▶ **QUÉ SE PIDE**
Indica si cada afirmación coincide con el pasaje del banquete que aparece más abajo. Responde sí o no y cita literalmente las palabras del pasaje que lo deciden.
1. El primer convidado se excusa porque ha comprado un campo y quiere ir a verlo.
2. Después de traer a los pobres, el criado informa de que la casa ya está llena.
3. El tercer convidado dice que no puede ir porque va a probar unas yuntas de bueyes.

▶ **TEXTO DE PARTIDA**
En aquel
tiempo, uno de los comensales dijo a Jesús:
«¡Bienaventurado
el que coma en el reino de Dios!».
Jesús le
contestó:
«Un hombre
daba un gran banquete y convidó a mucha gente; a la hora del banquete mandó a
su criado a avisar a los convidados:
“Venid, que
ya está preparado”.
Pero todos
a una empezaron a excusarse.
El primero
le dijo:
«He
comprado un campo y necesito ir a verlo. Dispénsame, por favor”.
Otro dijo:
«He
comprado cinco yuntas de bueyes y voy a probarlas. Dispénsame, por favor”.
Otro dijo:
“Me acabo
de casar y, por ello, no puedo ir”.
El criado
volvió a contárselo a su señor. Entonces el dueño de casa, indignado, dijo a su
criado:
“Sal aprisa
a las plazas y calles de la ciudad y tráete aquí a los pobres, a los lisiados,
a los ciegos y a los cojos”.
El criado
dijo:
“Señor, se
ha hecho lo que mandaste, y todavía queda sitio”.
Entonces el
señor dijo al criado:
“Sal por los caminos y senderos, e insísteles hasta que entren y se llene mi casa. Y os digo que ninguno de aquellos convidados probará mi banquete”».

▶ **LISTADO DE DATOS**
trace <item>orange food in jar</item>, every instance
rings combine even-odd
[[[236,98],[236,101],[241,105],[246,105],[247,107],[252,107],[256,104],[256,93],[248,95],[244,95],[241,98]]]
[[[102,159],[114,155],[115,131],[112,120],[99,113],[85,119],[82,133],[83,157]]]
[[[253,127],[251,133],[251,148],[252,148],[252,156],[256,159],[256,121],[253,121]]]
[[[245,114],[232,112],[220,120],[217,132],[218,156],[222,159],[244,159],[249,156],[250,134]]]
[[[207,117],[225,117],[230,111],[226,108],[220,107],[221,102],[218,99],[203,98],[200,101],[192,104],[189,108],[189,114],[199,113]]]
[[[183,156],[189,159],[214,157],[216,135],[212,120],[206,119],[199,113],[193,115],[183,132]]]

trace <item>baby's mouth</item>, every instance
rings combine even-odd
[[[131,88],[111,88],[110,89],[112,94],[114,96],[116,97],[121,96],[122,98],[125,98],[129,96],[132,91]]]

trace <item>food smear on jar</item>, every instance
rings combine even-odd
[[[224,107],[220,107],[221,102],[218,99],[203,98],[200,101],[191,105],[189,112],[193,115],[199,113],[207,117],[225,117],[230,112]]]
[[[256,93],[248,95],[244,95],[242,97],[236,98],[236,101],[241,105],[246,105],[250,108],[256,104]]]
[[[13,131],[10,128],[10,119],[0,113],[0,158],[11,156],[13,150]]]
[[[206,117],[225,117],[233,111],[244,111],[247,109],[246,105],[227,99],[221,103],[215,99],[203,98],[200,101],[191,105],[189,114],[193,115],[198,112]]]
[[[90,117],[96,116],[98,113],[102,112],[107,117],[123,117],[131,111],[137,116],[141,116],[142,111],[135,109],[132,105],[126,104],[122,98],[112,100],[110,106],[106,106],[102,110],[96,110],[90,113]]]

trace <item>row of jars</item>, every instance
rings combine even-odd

▶ **SOLUCIÓN**
1. Sí: «He comprado un campo y necesito ir a verlo».
2. No: «Señor, se ha hecho lo que mandaste, y todavía queda sitio».
3. No: «Me acabo de casar y, por ello, no puedo ir».